▶ **EXERCISE DESCRIPTION**
Can you write out all the items below again, swapping "girl's" for "child's" each time it occurs and leaving everything else unchanged?

▶ **LISTED RECORDS**
— Start —

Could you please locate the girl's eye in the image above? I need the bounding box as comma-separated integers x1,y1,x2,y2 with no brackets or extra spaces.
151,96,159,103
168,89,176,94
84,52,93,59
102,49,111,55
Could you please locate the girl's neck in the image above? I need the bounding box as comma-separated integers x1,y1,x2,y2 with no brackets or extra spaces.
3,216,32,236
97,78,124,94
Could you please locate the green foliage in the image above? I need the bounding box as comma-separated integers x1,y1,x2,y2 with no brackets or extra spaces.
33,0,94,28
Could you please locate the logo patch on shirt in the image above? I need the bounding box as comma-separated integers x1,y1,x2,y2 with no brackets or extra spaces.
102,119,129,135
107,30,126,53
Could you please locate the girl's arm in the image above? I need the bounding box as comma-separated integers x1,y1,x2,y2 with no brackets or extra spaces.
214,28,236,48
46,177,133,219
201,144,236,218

— End —

▶ **RESPONSE BELOW**
Could you please locate the child's eye in the image above? I need the bounding box as comma-separated integers x1,y1,x2,y2 with no brackets or extra spaces.
151,96,159,103
168,89,176,94
84,52,93,59
102,49,111,55
Could you please locate the child's neck in the image above? I need the bounding box as comma-separated integers x1,y1,x2,y2 with no brackets or extra spaces.
3,216,32,236
97,78,124,94
Could you please locate the green foliage in the image above? I need the bounding box as comma-separated integers x1,y1,x2,y2 with no brackets or extra spaces.
33,0,94,28
Could you please locate the logo patch on shirt in the image above? I need the bounding box as comma-separated integers x1,y1,x2,y2 with no brackets or extra spaces.
102,119,129,135
107,30,126,53
Could you please locate the child's arm in the image above? I need the bounding box as comma-separated integers x1,y1,x2,y2 with no brackets or extra spaces.
214,28,236,48
46,177,133,219
201,144,236,218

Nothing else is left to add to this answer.